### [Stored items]
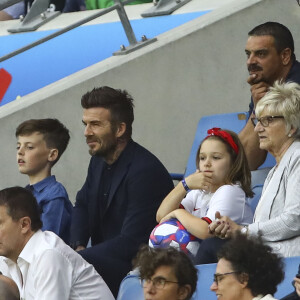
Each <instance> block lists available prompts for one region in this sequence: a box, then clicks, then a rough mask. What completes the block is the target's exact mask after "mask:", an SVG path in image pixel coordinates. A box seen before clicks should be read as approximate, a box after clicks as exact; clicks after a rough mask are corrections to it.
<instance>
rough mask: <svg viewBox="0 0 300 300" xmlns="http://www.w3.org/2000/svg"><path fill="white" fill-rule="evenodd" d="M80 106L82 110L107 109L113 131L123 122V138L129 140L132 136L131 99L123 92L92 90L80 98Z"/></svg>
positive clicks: (97, 89)
mask: <svg viewBox="0 0 300 300" xmlns="http://www.w3.org/2000/svg"><path fill="white" fill-rule="evenodd" d="M81 106H82V108H84V109H89V108H94V107H102V108H105V109H108V110H109V111H110V115H111V120H110V121H111V124H112V127H113V128H114V129H116V128H117V126H118V125H119V124H120V123H122V122H124V123H125V124H126V131H125V133H124V135H123V138H125V139H127V140H129V139H130V138H131V134H132V123H133V121H134V114H133V107H134V104H133V98H132V97H131V95H130V94H128V92H127V91H125V90H119V89H113V88H111V87H108V86H102V87H99V88H94V89H93V90H92V91H90V92H87V93H86V94H84V95H83V96H82V98H81Z"/></svg>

### [Action item]
Rewrite the material above with every occurrence of "rough mask" changed to "coarse mask" and nothing else altered, and leave out the pictures.

### [Output for this exercise]
Each <instance> block lists available prompts for one region in this sequence: a box, then clicks, then a coarse mask. What completes the block is the target's exact mask after "mask:", an SVG path in image pixel coordinates. A box seen before clicks should be read as approximate, a box after clicks as exact; clicks after a coarse mask are corrections to it.
<instance>
coarse mask: <svg viewBox="0 0 300 300" xmlns="http://www.w3.org/2000/svg"><path fill="white" fill-rule="evenodd" d="M80 106L82 110L107 109L113 131L123 122V138L129 140L132 136L131 99L123 92L92 90L80 98Z"/></svg>
positive clicks: (97, 89)
mask: <svg viewBox="0 0 300 300" xmlns="http://www.w3.org/2000/svg"><path fill="white" fill-rule="evenodd" d="M81 106H82V108H84V109H89V108H94V107H102V108H105V109H108V110H109V111H110V115H111V120H110V121H111V124H112V127H113V128H114V129H116V128H117V126H118V125H119V124H120V123H122V122H124V123H125V124H126V131H125V133H124V135H123V138H125V139H127V140H129V139H130V138H131V134H132V123H133V121H134V114H133V107H134V104H133V98H132V97H131V95H130V94H128V92H127V91H125V90H119V89H113V88H111V87H108V86H102V87H99V88H94V89H93V90H92V91H90V92H87V93H86V94H84V95H83V96H82V98H81Z"/></svg>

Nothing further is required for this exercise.